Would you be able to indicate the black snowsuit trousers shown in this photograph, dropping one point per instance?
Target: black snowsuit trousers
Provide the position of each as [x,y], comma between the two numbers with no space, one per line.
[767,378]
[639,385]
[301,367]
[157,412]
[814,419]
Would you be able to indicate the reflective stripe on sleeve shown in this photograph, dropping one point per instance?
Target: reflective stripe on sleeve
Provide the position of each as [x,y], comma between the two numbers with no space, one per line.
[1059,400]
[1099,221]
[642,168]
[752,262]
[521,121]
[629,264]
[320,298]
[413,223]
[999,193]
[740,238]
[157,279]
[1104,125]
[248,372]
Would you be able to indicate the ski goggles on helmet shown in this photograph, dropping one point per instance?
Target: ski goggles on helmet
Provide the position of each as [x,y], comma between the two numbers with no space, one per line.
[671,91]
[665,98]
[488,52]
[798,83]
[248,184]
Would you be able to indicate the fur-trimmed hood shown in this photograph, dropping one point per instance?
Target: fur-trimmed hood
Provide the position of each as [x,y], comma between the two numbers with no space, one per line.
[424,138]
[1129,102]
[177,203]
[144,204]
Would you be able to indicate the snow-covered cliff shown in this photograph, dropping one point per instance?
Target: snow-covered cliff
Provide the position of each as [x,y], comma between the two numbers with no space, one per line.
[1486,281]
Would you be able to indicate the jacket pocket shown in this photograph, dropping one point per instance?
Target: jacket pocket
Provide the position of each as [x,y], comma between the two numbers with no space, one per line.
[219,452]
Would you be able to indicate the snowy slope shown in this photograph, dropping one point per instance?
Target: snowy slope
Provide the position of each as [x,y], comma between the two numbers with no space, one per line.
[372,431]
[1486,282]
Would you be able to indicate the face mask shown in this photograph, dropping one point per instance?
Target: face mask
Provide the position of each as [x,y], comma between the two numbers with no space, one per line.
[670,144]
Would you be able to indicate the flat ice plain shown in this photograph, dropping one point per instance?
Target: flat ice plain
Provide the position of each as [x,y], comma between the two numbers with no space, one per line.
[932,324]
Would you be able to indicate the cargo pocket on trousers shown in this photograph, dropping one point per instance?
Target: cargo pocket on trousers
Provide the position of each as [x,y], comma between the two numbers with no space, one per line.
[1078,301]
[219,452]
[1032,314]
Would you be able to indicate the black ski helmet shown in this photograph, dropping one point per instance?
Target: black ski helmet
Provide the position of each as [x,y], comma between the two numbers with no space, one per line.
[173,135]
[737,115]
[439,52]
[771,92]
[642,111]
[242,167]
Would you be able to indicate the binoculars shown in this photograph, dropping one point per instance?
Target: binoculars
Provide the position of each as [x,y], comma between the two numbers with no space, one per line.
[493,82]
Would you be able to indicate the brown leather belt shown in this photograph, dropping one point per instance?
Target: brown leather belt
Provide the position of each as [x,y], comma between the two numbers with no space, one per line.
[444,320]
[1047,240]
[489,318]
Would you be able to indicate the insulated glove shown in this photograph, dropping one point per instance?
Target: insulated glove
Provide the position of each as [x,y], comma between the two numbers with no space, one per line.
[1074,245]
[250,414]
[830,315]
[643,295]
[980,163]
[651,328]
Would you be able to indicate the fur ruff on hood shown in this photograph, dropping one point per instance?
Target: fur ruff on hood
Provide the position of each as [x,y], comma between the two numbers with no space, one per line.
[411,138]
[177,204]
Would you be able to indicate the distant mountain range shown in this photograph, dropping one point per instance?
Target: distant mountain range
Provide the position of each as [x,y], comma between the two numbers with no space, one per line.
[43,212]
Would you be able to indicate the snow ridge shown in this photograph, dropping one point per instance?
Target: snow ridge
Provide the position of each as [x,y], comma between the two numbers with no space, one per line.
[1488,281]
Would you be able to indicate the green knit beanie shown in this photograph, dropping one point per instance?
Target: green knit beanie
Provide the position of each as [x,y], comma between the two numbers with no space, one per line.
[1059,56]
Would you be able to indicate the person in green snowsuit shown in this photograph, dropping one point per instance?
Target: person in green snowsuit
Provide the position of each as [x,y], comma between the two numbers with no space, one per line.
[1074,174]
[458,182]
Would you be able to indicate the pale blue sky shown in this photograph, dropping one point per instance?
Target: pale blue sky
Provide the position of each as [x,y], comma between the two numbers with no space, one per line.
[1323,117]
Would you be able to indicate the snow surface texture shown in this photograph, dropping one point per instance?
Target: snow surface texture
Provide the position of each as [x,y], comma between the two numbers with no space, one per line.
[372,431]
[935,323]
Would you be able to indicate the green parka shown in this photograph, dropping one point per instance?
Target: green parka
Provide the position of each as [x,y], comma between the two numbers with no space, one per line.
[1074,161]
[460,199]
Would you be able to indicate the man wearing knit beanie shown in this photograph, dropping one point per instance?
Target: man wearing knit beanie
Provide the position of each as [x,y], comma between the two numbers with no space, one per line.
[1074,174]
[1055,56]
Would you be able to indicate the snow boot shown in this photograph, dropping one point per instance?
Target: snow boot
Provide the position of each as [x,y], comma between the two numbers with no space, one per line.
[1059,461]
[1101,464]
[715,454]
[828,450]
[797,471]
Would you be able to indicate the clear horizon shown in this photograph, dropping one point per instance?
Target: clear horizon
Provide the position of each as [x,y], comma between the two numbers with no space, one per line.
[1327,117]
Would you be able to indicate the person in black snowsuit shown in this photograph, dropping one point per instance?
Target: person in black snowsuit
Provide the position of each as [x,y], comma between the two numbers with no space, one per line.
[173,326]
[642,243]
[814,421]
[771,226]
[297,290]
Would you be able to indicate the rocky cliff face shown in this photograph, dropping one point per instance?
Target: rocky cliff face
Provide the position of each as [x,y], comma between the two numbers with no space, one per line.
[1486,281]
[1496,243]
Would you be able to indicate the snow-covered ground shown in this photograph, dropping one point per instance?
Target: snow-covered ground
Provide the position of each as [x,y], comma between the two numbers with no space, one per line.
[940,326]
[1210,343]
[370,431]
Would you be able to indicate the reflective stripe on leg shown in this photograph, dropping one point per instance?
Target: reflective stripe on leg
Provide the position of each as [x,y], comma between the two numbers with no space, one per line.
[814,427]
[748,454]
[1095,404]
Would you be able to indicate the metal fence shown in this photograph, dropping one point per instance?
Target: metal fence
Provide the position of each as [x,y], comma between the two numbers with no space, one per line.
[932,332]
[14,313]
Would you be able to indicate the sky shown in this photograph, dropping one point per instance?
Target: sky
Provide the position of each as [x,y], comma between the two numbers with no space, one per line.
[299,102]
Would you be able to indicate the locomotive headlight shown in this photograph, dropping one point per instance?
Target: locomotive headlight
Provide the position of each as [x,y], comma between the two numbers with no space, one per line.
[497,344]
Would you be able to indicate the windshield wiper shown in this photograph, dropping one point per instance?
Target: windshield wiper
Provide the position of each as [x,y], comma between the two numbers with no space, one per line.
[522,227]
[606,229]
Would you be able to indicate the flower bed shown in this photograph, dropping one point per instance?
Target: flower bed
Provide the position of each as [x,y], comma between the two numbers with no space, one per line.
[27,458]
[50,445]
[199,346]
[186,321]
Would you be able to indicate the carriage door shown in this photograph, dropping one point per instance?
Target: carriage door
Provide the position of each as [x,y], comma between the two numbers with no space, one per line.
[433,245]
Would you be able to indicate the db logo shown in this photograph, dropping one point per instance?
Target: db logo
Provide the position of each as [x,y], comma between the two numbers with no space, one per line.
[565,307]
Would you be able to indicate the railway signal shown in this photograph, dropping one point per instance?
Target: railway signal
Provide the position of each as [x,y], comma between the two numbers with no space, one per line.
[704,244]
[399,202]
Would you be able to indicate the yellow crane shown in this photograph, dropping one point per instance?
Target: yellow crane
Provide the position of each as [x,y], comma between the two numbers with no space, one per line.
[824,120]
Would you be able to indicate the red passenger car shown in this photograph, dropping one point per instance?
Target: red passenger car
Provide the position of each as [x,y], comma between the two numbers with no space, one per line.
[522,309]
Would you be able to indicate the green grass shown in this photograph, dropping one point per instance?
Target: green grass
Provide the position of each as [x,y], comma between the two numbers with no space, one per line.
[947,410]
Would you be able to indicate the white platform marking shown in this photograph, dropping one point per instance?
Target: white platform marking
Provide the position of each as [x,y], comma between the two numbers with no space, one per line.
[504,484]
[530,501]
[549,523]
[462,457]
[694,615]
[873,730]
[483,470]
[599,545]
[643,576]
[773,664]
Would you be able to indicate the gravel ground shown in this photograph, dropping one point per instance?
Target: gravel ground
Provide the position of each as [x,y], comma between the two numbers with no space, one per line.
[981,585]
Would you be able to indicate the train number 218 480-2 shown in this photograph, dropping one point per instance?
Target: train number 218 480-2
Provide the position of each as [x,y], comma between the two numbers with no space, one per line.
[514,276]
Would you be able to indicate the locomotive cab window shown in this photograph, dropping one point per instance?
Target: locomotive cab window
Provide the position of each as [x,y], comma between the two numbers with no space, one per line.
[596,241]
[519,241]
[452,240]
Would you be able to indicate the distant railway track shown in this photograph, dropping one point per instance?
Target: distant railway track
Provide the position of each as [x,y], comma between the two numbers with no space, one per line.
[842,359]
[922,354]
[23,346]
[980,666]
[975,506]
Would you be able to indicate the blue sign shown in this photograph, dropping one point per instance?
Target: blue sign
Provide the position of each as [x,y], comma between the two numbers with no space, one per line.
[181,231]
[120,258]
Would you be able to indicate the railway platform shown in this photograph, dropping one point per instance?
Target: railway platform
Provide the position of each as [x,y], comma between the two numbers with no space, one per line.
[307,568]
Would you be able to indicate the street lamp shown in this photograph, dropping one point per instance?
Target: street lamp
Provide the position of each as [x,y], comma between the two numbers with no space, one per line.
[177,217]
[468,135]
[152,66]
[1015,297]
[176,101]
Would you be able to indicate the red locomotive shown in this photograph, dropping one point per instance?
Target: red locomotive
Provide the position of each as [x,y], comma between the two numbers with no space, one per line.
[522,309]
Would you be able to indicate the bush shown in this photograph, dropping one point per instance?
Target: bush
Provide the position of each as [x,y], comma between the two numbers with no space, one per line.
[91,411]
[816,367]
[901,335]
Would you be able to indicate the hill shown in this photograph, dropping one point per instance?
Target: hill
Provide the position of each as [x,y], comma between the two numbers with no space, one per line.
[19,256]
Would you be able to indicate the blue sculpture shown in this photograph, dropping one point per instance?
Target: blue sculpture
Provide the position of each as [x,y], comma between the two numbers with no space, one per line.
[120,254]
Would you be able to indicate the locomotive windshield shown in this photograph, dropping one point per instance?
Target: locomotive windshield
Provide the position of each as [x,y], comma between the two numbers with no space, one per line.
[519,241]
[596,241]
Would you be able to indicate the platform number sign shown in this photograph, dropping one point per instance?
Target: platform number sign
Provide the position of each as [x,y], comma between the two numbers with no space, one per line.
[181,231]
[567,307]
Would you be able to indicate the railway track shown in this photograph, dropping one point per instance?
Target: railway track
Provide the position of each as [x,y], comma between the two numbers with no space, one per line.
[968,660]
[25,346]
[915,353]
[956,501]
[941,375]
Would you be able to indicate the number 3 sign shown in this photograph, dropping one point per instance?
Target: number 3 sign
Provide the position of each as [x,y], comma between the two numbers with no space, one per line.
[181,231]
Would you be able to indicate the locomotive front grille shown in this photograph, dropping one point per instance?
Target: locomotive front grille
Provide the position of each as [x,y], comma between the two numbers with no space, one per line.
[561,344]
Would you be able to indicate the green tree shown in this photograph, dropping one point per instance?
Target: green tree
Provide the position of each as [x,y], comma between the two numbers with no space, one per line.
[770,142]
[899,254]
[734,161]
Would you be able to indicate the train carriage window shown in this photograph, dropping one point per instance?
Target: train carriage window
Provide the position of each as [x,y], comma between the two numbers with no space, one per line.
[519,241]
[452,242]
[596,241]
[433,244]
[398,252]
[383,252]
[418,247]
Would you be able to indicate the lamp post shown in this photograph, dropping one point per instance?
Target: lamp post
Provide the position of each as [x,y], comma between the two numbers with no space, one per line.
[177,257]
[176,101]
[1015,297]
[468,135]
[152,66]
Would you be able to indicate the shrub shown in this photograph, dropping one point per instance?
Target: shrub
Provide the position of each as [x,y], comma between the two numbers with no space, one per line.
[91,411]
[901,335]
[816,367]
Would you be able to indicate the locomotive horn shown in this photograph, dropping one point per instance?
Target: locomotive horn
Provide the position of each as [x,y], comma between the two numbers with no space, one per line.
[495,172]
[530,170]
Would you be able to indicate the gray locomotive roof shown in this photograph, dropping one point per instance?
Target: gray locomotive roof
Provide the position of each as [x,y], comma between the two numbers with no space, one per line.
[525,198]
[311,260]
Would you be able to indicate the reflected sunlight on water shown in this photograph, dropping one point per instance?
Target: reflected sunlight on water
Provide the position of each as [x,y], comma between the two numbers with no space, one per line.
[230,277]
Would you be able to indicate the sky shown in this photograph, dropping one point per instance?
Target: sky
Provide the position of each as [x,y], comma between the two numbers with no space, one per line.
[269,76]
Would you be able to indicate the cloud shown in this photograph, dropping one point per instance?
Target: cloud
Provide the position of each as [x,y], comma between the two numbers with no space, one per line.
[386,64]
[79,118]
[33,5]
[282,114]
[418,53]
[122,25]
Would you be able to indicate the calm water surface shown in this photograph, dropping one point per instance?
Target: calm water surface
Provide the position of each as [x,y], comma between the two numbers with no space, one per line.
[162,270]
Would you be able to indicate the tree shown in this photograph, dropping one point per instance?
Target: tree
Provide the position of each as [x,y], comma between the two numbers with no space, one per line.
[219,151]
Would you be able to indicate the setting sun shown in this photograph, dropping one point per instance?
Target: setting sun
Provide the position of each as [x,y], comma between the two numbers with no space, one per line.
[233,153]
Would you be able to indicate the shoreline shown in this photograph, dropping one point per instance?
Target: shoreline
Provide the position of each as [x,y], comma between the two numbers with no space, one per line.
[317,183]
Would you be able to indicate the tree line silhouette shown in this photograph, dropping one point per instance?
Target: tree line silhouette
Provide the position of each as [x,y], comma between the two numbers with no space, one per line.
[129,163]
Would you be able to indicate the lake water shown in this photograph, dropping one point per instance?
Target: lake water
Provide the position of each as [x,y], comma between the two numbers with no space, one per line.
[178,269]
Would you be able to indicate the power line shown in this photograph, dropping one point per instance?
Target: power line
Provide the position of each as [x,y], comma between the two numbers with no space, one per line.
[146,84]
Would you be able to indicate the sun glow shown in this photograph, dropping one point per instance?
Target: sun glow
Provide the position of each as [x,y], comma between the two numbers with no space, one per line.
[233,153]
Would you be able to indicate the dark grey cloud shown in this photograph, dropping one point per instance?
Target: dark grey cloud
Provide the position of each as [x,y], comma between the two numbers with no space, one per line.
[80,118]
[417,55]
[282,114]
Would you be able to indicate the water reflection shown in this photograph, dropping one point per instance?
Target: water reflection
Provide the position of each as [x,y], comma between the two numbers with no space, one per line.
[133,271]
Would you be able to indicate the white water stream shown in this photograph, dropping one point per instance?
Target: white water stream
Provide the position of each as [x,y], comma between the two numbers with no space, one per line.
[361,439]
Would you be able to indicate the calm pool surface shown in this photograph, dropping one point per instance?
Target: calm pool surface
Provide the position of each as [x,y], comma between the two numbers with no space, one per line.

****************

§ **About this exercise**
On how many lines above does the word "crane" appear? Answer with that figure only.

§ **Response below**
2